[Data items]
------------------------------------------------
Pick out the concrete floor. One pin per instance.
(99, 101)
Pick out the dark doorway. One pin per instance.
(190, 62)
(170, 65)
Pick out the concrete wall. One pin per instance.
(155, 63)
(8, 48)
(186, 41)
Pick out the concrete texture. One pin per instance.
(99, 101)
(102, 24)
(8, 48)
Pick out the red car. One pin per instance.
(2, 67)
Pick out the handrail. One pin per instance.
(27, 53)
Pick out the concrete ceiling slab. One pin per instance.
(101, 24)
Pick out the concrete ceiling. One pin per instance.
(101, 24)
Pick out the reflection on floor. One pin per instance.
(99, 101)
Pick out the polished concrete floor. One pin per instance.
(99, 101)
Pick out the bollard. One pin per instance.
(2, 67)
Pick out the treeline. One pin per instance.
------------------------------------------------
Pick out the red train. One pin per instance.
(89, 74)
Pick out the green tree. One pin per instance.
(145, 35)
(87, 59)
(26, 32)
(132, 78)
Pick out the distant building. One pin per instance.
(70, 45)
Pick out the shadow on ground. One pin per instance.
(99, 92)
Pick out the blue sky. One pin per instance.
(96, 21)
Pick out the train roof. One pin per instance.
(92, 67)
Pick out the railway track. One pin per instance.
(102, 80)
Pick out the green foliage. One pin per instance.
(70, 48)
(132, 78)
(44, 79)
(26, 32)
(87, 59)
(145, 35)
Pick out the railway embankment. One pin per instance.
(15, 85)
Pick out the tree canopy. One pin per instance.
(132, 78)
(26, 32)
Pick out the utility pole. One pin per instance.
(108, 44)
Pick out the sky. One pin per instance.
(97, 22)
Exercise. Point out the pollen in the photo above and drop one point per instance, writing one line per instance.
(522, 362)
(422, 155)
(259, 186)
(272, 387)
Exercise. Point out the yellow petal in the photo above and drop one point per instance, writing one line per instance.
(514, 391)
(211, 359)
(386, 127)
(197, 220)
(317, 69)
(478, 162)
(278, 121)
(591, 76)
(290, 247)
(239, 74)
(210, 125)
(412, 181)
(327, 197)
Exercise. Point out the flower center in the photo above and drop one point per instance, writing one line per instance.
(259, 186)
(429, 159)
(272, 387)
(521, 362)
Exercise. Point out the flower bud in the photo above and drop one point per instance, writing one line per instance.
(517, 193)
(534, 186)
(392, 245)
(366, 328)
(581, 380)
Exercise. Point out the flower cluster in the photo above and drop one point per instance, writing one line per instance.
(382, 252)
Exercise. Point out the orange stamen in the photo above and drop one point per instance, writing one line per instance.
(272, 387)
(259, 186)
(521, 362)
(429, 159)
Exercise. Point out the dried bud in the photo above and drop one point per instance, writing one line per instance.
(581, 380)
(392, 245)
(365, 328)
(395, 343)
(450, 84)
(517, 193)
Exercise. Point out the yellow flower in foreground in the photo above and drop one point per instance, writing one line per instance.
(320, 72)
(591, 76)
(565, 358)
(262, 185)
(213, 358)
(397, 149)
------------------------------------------------
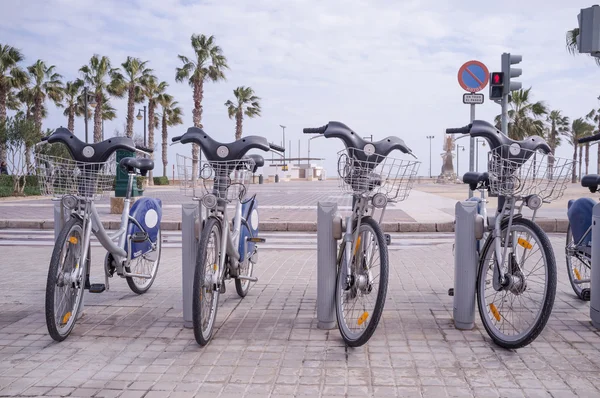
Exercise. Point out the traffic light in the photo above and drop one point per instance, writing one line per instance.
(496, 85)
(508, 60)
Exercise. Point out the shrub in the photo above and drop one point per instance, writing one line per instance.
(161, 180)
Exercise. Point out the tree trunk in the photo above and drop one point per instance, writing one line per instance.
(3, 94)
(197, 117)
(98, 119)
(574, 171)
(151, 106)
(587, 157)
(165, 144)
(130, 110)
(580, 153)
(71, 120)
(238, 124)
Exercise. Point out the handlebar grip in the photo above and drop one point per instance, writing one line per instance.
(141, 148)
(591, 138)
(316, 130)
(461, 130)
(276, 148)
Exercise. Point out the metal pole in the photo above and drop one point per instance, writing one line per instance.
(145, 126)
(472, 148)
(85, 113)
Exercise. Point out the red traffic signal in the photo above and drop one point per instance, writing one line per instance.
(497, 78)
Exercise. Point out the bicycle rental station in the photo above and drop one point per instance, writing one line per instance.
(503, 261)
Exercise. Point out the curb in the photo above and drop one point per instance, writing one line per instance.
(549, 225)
------------------------------------------------
* _TASK PROMPT_: Please reproduce the lines from the line with "Pick out the bollard. One pin per instance." to the line with "Pick out the treeline. One pin per instance.", both ends included, exactly as they appear above.

* _RESPONSE_:
Pick out the bollard. One pin per instance.
(2, 67)
Pick out the treeline. One pin per instance.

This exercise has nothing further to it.